» Stored data entries:
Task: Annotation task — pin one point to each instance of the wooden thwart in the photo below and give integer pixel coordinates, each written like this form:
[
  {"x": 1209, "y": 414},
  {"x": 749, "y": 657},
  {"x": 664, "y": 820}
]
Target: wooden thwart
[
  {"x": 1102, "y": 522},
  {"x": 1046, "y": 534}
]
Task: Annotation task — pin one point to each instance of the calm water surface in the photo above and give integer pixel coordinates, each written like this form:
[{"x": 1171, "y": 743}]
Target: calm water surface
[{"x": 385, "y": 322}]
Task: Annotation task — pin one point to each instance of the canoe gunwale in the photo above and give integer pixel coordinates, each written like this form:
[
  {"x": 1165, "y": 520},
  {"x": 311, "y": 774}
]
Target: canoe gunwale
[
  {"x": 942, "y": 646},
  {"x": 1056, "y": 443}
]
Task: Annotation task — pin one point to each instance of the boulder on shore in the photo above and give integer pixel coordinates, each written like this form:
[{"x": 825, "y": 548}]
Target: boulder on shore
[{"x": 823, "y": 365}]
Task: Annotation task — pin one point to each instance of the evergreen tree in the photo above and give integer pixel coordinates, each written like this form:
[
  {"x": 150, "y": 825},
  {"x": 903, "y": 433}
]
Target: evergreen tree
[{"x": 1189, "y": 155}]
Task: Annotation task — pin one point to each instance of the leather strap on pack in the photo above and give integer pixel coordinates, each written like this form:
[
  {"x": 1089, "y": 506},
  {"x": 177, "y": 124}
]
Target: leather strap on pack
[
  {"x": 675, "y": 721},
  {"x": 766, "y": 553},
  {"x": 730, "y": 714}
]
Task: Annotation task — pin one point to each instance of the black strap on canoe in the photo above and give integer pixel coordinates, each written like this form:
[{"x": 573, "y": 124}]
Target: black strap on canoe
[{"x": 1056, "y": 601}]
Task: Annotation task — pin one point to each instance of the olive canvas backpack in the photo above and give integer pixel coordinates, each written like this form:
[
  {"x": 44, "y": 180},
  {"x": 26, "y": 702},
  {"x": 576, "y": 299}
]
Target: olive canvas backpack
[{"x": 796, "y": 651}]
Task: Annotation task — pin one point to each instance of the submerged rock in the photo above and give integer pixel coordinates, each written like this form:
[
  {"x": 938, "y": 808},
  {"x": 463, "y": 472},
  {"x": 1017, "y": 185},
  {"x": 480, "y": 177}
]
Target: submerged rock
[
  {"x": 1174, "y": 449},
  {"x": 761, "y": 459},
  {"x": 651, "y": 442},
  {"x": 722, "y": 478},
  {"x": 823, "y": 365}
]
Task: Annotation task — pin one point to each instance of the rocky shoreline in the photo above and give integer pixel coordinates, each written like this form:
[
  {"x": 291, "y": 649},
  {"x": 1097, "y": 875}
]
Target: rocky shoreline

» Challenge:
Write every record out again, unaltered.

» Exercise answer:
Task: Annotation task — pin one point to each instance of the wooden thwart in the photo below and give integer pixel coordinates, each written like this form:
[
  {"x": 1209, "y": 414},
  {"x": 749, "y": 657},
  {"x": 664, "y": 820}
]
Target: wooden thwart
[
  {"x": 1102, "y": 522},
  {"x": 1046, "y": 534}
]
Task: Annotation task — pin one point to each instance of the calm water surface in the photo above and give integer pixel coordinates, each written like this form:
[{"x": 1171, "y": 743}]
Target: calm water surface
[{"x": 385, "y": 322}]
Task: Annotation task — pin one point to each instance of the canoe gunwale in the photo above and give integer pixel coordinates, each written like this form:
[
  {"x": 1165, "y": 520},
  {"x": 311, "y": 774}
]
Target: canoe gunwale
[
  {"x": 942, "y": 646},
  {"x": 1056, "y": 443}
]
Task: Annotation task — pin one point to each instance of the boulder on shore in the photo above and give integer pixel coordinates, each written like this form:
[{"x": 825, "y": 548}]
Target: boulder on shore
[{"x": 823, "y": 365}]
Task: Annotation task — pin one point to each instance of the evergreen tree in the photo above and give integer pixel coordinates, each written like this form:
[
  {"x": 150, "y": 825},
  {"x": 903, "y": 433}
]
Target: evergreen tree
[{"x": 1189, "y": 155}]
Task: Annotation task — pin one point to each instance of the leather strap on pack in the photo above and give integer pixel coordinates, each written like this form:
[
  {"x": 1089, "y": 506},
  {"x": 177, "y": 124}
]
Target: leather strap on pack
[
  {"x": 675, "y": 721},
  {"x": 766, "y": 553},
  {"x": 730, "y": 714}
]
Task: Annotation task — pin one point to each instance of the black strap on canoe in the photo above and give integer pixel coordinates, each written like this form:
[{"x": 573, "y": 124}]
Target: black strap on canoe
[{"x": 1056, "y": 601}]
Task: Annotation task — pin one point to each instance of the olive canvas backpack in the photo above and give integer pixel coordinates, each written like this form:
[
  {"x": 44, "y": 180},
  {"x": 26, "y": 702},
  {"x": 576, "y": 299}
]
Target: olive canvas backpack
[{"x": 796, "y": 651}]
Task: Annotation task — pin one point to each instance of the submerged rock in the photo above and give integer pixel coordinates, each written like this form:
[
  {"x": 938, "y": 808},
  {"x": 463, "y": 472},
  {"x": 1017, "y": 185},
  {"x": 480, "y": 177}
]
Target: submerged rock
[
  {"x": 1174, "y": 449},
  {"x": 761, "y": 459},
  {"x": 651, "y": 442},
  {"x": 722, "y": 478},
  {"x": 823, "y": 365}
]
Task: Annotation task — pin one point to each instance of the rocky shoreline in the photo above and give integer pixel coordinates, each written like this form:
[
  {"x": 291, "y": 649},
  {"x": 1097, "y": 875}
]
Target: rocky shoreline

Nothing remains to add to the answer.